■ Data to examine:
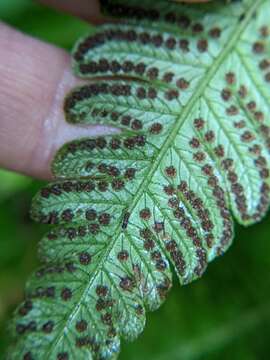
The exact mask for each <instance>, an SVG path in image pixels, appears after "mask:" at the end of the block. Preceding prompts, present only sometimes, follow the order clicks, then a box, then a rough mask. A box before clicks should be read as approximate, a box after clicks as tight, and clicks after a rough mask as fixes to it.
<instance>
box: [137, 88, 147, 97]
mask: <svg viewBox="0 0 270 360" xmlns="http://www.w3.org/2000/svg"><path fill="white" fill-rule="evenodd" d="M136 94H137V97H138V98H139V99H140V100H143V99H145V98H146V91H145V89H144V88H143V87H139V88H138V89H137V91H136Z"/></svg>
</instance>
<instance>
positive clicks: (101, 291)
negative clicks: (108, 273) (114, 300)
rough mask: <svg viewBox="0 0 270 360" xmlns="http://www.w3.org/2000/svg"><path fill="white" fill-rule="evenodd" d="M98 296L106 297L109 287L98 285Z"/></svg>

■ Task item: What is needed here is an exact copy of all the entries, without the pictures.

■ Written response:
The exact mask for each <instance>, an SVG path in image pixels, appears after "mask:" at the end of the block. Preceding prompts, present only sometimes, follow the order clicks, then a box, then a rough mask. A box before clicks should be read as approximate, a box after clicks as tight, and clicks after a rough mask as fixes to it.
<instance>
box: [137, 88, 147, 97]
mask: <svg viewBox="0 0 270 360" xmlns="http://www.w3.org/2000/svg"><path fill="white" fill-rule="evenodd" d="M136 94H137V97H138V98H139V99H140V100H143V99H145V98H146V91H145V89H144V88H143V87H139V88H138V89H137V91H136Z"/></svg>
</instance>
<instance>
positive clicks: (101, 291)
negative clicks: (108, 273) (114, 300)
rough mask: <svg viewBox="0 0 270 360" xmlns="http://www.w3.org/2000/svg"><path fill="white" fill-rule="evenodd" d="M98 296L106 297L109 287L98 285Z"/></svg>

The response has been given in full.